> _WHAT YOU WILL DO_:
Omit all pictures and give the records below again exactly as written.

Location identification entries
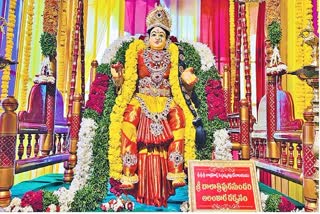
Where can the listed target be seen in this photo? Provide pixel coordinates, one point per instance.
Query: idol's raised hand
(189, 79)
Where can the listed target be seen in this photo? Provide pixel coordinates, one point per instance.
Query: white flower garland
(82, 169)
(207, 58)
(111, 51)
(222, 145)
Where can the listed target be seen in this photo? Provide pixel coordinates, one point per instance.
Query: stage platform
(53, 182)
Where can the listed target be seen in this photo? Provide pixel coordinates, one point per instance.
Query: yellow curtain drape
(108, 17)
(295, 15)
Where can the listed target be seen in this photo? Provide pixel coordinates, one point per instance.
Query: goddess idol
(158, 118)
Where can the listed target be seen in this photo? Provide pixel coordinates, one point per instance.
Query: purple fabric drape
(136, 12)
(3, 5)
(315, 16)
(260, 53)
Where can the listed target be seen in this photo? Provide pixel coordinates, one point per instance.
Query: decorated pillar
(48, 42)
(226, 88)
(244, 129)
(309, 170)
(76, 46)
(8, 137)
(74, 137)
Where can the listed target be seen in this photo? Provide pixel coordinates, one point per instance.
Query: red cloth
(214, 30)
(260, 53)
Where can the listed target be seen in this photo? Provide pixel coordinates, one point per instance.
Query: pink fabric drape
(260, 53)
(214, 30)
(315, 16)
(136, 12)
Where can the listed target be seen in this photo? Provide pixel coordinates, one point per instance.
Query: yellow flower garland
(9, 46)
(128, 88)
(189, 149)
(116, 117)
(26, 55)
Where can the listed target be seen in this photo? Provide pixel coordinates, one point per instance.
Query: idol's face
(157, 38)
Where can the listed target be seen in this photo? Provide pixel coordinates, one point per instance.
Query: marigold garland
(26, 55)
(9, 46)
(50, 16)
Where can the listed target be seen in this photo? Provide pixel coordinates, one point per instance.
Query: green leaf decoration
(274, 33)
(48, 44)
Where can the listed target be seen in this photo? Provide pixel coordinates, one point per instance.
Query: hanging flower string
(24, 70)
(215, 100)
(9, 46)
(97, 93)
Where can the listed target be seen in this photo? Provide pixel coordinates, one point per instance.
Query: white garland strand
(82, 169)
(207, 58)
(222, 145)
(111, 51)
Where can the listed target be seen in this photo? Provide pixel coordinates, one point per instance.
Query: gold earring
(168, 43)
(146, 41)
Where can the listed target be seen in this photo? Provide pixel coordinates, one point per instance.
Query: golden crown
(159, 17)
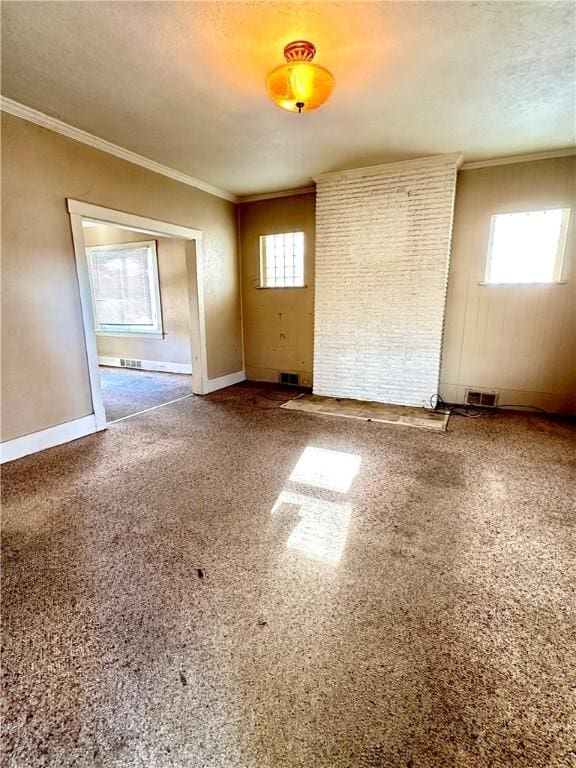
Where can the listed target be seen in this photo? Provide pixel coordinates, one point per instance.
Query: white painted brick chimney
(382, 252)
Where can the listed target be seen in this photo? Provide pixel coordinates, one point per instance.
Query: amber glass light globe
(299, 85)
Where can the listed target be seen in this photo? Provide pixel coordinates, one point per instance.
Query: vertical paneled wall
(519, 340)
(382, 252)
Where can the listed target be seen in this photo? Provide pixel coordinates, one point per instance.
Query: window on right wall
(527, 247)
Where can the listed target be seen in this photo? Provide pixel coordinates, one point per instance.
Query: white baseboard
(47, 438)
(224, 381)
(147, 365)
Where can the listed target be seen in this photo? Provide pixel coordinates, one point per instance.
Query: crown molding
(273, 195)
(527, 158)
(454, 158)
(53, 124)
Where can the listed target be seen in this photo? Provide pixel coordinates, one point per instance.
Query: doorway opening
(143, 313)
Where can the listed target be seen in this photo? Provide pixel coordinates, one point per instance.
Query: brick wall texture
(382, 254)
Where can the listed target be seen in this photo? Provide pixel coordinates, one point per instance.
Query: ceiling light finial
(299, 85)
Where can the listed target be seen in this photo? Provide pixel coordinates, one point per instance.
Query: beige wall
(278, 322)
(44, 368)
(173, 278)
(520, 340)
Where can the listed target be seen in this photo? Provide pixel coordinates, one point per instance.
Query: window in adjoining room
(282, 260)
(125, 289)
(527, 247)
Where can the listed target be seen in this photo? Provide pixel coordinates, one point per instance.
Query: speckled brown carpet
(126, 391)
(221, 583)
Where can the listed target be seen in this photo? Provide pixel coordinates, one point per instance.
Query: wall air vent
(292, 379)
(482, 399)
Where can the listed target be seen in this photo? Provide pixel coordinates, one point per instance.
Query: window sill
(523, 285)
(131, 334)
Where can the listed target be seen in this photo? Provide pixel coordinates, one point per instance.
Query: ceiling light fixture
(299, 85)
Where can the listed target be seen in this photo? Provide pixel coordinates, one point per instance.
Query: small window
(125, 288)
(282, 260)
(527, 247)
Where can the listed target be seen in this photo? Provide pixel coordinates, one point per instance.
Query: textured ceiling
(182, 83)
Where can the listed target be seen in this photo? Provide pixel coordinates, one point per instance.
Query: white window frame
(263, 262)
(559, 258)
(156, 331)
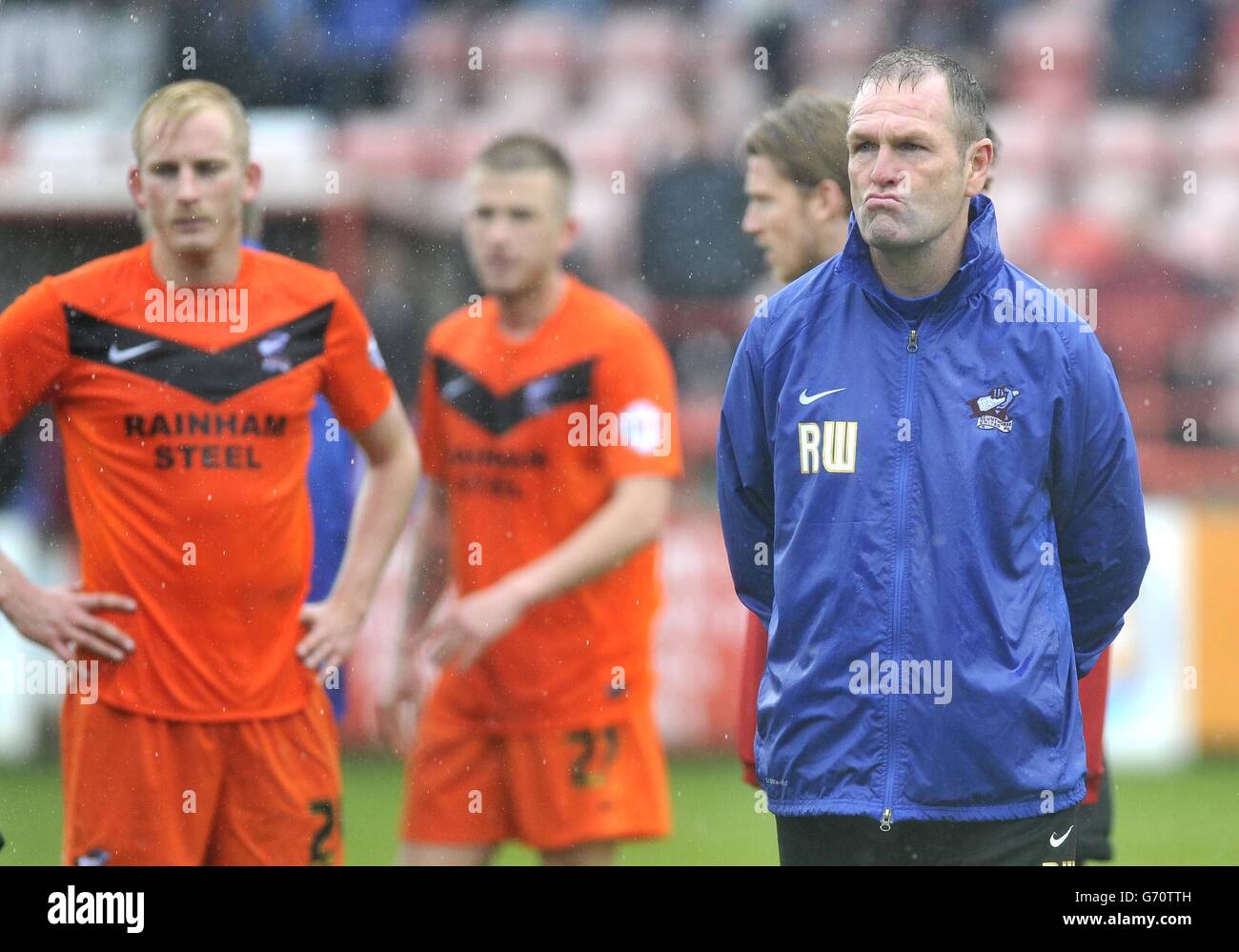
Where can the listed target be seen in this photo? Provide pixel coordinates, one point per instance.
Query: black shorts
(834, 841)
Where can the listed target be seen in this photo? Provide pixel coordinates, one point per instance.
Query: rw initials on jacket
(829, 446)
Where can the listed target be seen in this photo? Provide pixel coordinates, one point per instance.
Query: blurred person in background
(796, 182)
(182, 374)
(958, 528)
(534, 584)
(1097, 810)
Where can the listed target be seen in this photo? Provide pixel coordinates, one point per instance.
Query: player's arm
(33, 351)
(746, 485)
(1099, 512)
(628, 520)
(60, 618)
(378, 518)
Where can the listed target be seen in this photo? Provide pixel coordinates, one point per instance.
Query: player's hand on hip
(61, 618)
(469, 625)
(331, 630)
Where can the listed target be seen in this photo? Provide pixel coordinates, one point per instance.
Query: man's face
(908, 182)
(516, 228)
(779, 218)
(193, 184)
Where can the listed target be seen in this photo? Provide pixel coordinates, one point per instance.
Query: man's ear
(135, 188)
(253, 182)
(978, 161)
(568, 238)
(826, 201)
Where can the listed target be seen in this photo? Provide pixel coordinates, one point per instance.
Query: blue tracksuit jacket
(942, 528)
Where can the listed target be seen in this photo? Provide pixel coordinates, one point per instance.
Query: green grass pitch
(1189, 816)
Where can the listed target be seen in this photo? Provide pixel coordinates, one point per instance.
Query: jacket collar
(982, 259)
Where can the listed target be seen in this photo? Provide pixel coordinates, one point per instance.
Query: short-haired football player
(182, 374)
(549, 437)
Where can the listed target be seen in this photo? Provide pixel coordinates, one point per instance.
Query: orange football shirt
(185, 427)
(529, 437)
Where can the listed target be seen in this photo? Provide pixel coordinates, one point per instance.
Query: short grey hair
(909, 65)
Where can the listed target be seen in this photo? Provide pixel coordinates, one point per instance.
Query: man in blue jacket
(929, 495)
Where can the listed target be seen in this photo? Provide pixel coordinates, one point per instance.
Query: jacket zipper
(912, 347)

> _REPLY TO THE TASK_:
Where can the listed target be seen in this photo? Provide pixel coordinates, one point per instance.
Query: idol's raised hand
(189, 79)
Where can the listed target be seen in this photo? Provide pixel coordinates, one point per instance.
Query: white flower garland
(82, 169)
(207, 58)
(111, 51)
(222, 145)
Where can the listed target be seen in this photo? Provide pixel coordinates, one point per instance.
Query: stage platform
(53, 182)
Where can the listed target be seen in this photo? Provide pixel coordinates, one point per instance.
Query: yellow curtain drape
(108, 17)
(295, 15)
Where can the listed target be seen in this photo? Provide pixel coordinates, one point per instance.
Query: goddess idol
(158, 118)
Where can the listed target be seen in this photo? Provide pixel coordinates, one point per instance.
Query: purple fabric drape
(136, 12)
(3, 5)
(315, 16)
(260, 53)
Where can the listed target be seen in this photo? Provide pixel coordinates, one point per instance.
Query: decorated pillar
(48, 42)
(226, 88)
(244, 129)
(309, 170)
(76, 46)
(8, 137)
(74, 137)
Where can the listed target be seen in this photo? Provide pixel coordinates, one point per instance.
Query: red cloth
(214, 30)
(260, 53)
Where can the listed target be seen in this photo? Provide pixel coordinates, one point per instance.
Query: pink fabric drape
(260, 53)
(214, 30)
(315, 16)
(136, 12)
Where can the listed target be seen in this photo? Provide pixel coordinates, one point per instance.
Query: yellow flower garland
(9, 46)
(128, 88)
(189, 149)
(116, 117)
(26, 55)
Where can the listed target be seen in this photo? Provide pixel coordinates, one point per instance.
Query: idol's face
(157, 38)
Where can the listed target be seen in this photo? Provide pixel coordinates, one point per instance.
Query: marigold garland
(26, 55)
(9, 46)
(50, 16)
Where can the listed target be seen in this photo? Provide pixel coordinates, one point per instance.
Query: green leaf decoration
(274, 33)
(48, 44)
Where can the listed target be seen in this photo? Provide pixel coordinates, one point per instance.
Query: hanging flower string
(24, 70)
(215, 100)
(9, 46)
(97, 93)
Where can the listed target be seen in this photo? Provide pixel coordinates, one point per instance.
Query: white garland strand
(82, 169)
(207, 58)
(222, 145)
(111, 51)
Where can the listed target be seen in this photo? Provide pixel coordinates, one point per instance.
Query: gold earring
(168, 43)
(146, 41)
Where can the listed target be seen in this photo? Provide pixel coordinates, one point per instance.
Query: golden crown
(159, 17)
Where can the listed target be seen in this photo? Provide pixel coordinates, one point per instance.
Query: white painted brick chimney
(382, 252)
Where can the listed target be seen in this photo? Provide pixel coordinates, one point per instance.
Query: amber glass light globe
(299, 85)
Where can the listed target be seen in this photo? Provide pixel coordinates, one point per instance.
Query: vertical paneled wall
(519, 340)
(382, 252)
Where can the listed target be seen in this photo? Provide pixel coordinates, one point per instance.
Query: window on right wall
(527, 247)
Where can the listed target be seen in this photo? Provide pixel coordinates, one point per instance.
Query: white baseboard
(47, 438)
(224, 381)
(147, 365)
Where can the listed target be seen in this photo? Provide pixel coordinates, one point per instance.
Query: crown molding
(273, 195)
(527, 158)
(454, 158)
(53, 124)
Where can the listed target be seen in this photo? Provide pixel coordinates, one point per instance.
Query: doorway opening
(143, 313)
Where can the listed target be seen in this photo? Provide pixel coordinates, one point per instance.
Query: brick wall texture
(382, 254)
Where can the listed target be seen in this photo? Provide pixel coordinates, one point per instance.
Query: ceiling light finial
(299, 85)
Where can the listed target be seen in this photo? Provide pixel coordinates, one point per instance.
Query: beige wall
(278, 322)
(44, 368)
(173, 278)
(520, 340)
Where can the listed target be seen in this photo? Provide pixel coordinates, one point per instance.
Query: window in adjoining room
(282, 260)
(125, 289)
(527, 247)
Where can the listed target be seen in this photo? Provide pixel coordinates, one point per instance.
Query: speckled brown carpet
(126, 391)
(221, 583)
Where can the listed target be seen in this photo? Provide pixel coordinates, one point per instance.
Query: wall air vent
(292, 379)
(482, 399)
Where can the listed target be seen in this photo? Provide pixel coordinates, one point per instance.
Query: window sill
(523, 285)
(131, 334)
Where can the listed target be seen in this photo? Provide pixel coordinates, one point per instance.
Query: ceiling light fixture
(299, 85)
Where can the listed target be seen in this photo? Provide pixel coordinates, one point per instance.
Query: small window
(125, 288)
(282, 260)
(527, 247)
Where can the listed target be seen in this photo? Provide pixel coordinates, one point per instance.
Query: textured ceiling
(182, 83)
Where can the listed target be seen in this photo? Provide pixel coordinates, one point per instance.
Query: white window frame
(263, 262)
(559, 258)
(156, 331)
Where can the listed target be seen in this photo? Provide pixel coordinates, one point per instance.
Query: black shorts
(834, 841)
Where can the listed target be seen in this photo? Provide pixel coordinates, one point per instance.
Query: rw initials on jacket
(829, 446)
Where can the listed target be seen in this photo? Provide pixel coordinates, one point per instance.
Query: blurred person in background
(796, 182)
(182, 374)
(958, 528)
(534, 584)
(1097, 810)
Where can the listed target be seen in this photo? Provide pixel coordinates, one point per instance.
Query: player's arm
(33, 351)
(746, 485)
(1099, 512)
(628, 520)
(60, 618)
(378, 518)
Where can the listed target be seen in this photo? Provide pixel coordinates, one point per instance.
Query: player's hand on hip
(61, 618)
(469, 625)
(331, 630)
Where can the listed target be seen in this photo? Provide pixel coordinates, one point per instance.
Query: man's face
(908, 182)
(516, 228)
(779, 218)
(193, 184)
Where can the listed target be seen in this photo? Provide pixel coordinates, one point per instance.
Query: man's ear
(135, 188)
(253, 182)
(978, 161)
(568, 238)
(826, 201)
Where can the listed target be seen in this photo? Provide pixel coordinates, one point per instance.
Query: blue tracksuit jacket
(942, 528)
Where can the listed target be seen in this photo? Provide pixel coordinates, one point per instance.
Query: green grass pitch
(1189, 816)
Where can the listed target be seen in this photo? Provide pixel coordinates, one point per instance.
Query: jacket collar
(982, 259)
Where can the listed target be seen in this photo? Provide pixel coordinates, one point per instance.
Query: short-haired football player
(182, 374)
(549, 437)
Where can the listed target be seen in this photo? Provide pixel coordinates, one point per instance.
Query: orange football shirt
(185, 427)
(529, 437)
Where can the listed target be seen in this photo? Provide pixel coordinates, one point per instance.
Query: short grey hair
(909, 65)
Where can the listed target be seen in this photo? Provide pixel coordinates, one point per instance.
Query: man in blue jacket
(929, 495)
Where can the listed target be seen in this photo? Provide pixel coordinates, one point per instance.
Query: jacket zipper
(912, 347)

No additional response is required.